* **STATED GOAL**: Edit the lines from the one containing "the wrist, one" through the last line by changing "Place a dot on" to "Put a marker on", leaving everything else unchanged, and give only those lines.

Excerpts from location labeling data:
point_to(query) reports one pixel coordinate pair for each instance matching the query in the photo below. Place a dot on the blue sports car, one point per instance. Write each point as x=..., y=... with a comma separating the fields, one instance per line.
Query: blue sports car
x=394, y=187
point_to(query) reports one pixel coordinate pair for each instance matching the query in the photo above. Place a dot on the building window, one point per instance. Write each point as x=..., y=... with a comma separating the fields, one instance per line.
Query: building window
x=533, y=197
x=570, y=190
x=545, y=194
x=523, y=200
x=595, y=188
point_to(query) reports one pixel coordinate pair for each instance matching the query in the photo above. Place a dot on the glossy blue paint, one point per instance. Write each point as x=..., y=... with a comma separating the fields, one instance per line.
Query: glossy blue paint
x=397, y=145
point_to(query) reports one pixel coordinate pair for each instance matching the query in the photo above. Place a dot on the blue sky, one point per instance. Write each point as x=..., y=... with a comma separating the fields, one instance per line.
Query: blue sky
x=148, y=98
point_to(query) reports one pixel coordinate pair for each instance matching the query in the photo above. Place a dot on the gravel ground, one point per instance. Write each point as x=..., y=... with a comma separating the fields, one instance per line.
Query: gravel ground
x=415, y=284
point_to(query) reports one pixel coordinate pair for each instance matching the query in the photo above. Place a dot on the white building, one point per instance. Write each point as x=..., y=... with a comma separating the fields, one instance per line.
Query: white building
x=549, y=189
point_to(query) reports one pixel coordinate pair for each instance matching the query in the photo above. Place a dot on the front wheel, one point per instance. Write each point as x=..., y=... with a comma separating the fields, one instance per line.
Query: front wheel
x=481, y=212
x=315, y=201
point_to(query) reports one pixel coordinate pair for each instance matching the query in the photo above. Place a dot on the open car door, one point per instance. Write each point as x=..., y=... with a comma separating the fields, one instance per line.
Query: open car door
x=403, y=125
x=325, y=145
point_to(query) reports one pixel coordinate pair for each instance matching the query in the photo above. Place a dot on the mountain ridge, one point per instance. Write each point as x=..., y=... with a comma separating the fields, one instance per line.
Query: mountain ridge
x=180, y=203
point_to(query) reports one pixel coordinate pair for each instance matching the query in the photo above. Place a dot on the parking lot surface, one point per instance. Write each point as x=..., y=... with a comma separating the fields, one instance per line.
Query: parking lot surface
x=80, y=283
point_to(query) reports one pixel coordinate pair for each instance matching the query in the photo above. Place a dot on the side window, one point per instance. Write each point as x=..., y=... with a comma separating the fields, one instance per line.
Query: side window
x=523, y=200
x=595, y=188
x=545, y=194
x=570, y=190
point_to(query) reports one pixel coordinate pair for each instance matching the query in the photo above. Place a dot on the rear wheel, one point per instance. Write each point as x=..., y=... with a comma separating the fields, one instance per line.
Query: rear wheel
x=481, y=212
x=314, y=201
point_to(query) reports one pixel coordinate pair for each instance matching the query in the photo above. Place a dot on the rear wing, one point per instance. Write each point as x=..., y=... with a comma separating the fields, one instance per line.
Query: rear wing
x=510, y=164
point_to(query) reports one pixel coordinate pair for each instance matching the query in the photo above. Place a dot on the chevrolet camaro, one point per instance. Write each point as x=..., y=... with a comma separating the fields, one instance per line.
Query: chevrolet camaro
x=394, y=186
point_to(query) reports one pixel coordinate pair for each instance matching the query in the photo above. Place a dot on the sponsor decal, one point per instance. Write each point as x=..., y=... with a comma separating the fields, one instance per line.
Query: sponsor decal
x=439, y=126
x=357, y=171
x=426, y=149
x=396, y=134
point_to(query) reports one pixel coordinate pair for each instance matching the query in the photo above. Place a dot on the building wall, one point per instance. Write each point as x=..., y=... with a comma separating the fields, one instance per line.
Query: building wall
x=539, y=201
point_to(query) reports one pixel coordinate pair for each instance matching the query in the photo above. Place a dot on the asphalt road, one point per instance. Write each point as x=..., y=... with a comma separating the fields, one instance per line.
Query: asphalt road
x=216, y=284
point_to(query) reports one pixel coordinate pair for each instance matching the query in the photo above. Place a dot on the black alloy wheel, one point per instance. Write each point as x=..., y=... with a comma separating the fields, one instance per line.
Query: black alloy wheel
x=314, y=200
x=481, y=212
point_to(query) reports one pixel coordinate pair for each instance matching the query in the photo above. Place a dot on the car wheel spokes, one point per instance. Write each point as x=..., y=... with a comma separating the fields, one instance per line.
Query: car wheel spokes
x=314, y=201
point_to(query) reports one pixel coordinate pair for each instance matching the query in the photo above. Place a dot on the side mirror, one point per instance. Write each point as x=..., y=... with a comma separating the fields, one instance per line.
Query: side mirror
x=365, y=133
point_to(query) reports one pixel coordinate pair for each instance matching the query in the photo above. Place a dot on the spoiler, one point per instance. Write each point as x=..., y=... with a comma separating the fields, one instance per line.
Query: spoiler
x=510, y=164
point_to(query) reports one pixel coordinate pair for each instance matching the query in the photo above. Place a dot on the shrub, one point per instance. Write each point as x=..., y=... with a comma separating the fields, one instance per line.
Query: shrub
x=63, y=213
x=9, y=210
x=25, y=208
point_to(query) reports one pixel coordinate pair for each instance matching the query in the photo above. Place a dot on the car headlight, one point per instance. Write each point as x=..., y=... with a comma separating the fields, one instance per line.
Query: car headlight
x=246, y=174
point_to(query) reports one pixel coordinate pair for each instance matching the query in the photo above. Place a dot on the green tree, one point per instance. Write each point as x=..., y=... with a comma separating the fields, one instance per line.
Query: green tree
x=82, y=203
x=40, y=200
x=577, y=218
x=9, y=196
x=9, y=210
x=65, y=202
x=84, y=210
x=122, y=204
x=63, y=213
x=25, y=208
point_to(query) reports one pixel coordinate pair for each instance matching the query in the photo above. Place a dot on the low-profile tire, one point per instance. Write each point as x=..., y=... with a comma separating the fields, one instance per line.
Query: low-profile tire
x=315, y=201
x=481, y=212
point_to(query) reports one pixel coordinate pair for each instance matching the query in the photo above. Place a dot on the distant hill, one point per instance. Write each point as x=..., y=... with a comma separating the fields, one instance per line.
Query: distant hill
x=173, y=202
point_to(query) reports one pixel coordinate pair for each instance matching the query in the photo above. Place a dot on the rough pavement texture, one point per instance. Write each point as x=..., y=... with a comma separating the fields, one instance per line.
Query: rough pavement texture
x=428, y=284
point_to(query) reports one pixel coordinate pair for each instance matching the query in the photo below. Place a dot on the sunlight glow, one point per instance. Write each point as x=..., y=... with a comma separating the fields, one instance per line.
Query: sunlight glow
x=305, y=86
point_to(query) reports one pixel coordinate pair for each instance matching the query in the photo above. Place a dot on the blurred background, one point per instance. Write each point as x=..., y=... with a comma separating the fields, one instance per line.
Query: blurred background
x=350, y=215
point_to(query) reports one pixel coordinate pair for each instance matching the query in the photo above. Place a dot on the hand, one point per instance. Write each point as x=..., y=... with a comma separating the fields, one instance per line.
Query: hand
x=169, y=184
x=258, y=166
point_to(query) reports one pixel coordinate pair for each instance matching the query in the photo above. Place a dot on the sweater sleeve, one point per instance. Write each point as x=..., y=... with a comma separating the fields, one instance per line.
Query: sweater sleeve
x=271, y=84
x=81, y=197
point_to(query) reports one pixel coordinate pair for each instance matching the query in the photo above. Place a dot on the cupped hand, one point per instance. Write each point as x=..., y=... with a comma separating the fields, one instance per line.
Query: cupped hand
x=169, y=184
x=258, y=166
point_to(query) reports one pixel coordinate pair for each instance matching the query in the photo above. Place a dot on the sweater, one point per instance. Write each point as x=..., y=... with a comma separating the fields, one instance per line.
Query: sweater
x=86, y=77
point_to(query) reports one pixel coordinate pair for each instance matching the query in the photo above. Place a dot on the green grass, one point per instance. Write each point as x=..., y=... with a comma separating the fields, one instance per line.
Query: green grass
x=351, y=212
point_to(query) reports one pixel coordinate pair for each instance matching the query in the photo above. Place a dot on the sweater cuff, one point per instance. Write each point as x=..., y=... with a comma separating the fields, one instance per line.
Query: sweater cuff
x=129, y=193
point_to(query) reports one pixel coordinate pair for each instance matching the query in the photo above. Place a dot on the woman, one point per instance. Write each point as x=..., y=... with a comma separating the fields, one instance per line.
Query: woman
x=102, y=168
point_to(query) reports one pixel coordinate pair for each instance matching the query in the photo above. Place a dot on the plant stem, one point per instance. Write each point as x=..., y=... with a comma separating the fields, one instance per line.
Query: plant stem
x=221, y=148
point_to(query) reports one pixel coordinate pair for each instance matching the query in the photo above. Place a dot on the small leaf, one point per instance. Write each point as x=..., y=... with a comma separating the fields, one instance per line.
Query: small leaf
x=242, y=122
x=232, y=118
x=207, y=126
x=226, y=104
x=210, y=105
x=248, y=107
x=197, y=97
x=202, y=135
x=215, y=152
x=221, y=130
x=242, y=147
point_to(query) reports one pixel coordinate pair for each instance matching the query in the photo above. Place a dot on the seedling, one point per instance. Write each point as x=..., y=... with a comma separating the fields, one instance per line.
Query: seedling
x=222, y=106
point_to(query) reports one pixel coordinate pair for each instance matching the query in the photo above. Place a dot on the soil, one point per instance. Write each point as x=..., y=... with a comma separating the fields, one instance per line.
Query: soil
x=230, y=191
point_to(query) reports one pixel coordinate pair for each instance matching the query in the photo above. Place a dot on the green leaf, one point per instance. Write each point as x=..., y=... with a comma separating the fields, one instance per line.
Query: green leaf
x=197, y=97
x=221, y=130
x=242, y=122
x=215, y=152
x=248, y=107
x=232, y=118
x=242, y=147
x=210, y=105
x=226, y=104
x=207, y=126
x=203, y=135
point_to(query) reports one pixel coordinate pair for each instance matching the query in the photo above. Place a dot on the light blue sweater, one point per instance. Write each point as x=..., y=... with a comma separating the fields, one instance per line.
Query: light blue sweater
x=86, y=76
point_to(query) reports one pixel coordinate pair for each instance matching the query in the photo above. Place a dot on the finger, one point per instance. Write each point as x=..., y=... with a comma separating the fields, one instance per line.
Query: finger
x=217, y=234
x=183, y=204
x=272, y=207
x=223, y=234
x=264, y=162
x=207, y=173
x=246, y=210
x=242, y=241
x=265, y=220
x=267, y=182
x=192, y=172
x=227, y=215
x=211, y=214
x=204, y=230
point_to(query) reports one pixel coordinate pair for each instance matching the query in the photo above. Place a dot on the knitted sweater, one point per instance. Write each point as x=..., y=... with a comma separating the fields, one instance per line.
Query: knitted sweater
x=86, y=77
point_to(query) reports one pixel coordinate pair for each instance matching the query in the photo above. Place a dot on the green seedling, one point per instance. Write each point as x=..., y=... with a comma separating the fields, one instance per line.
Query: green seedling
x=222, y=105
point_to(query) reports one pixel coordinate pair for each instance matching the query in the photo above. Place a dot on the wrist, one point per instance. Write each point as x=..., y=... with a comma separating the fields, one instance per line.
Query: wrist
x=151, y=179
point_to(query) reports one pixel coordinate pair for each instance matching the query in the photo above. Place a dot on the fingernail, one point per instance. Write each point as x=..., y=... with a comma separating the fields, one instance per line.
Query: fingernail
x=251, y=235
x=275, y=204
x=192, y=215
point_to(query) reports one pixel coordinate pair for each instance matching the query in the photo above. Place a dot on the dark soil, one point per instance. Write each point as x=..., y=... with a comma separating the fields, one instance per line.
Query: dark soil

* **OUTPUT OF THE TASK**:
point_to(query) reports one pixel coordinate pair for each instance matching the query in the photo above. Put a marker on the wrist, one point per instance. Write each point as x=..., y=... with a comma separating the fields, one instance per line.
Query: wrist
x=151, y=179
point_to(query) reports one pixel coordinate pair for each instance matching the query in the photo above. Put a marker on the fingernail, one point per instance. Write each point as x=..., y=... with a comma separating the fields, one instance per line.
Query: fingernail
x=251, y=235
x=275, y=204
x=192, y=215
point_to(query) reports one pixel coordinate pair for each instance matching the query in the photo above. Put a marker on the dark soil, one point per instance. Write each point as x=..., y=... with a comma separating the fields, one instance per line.
Query: dark soil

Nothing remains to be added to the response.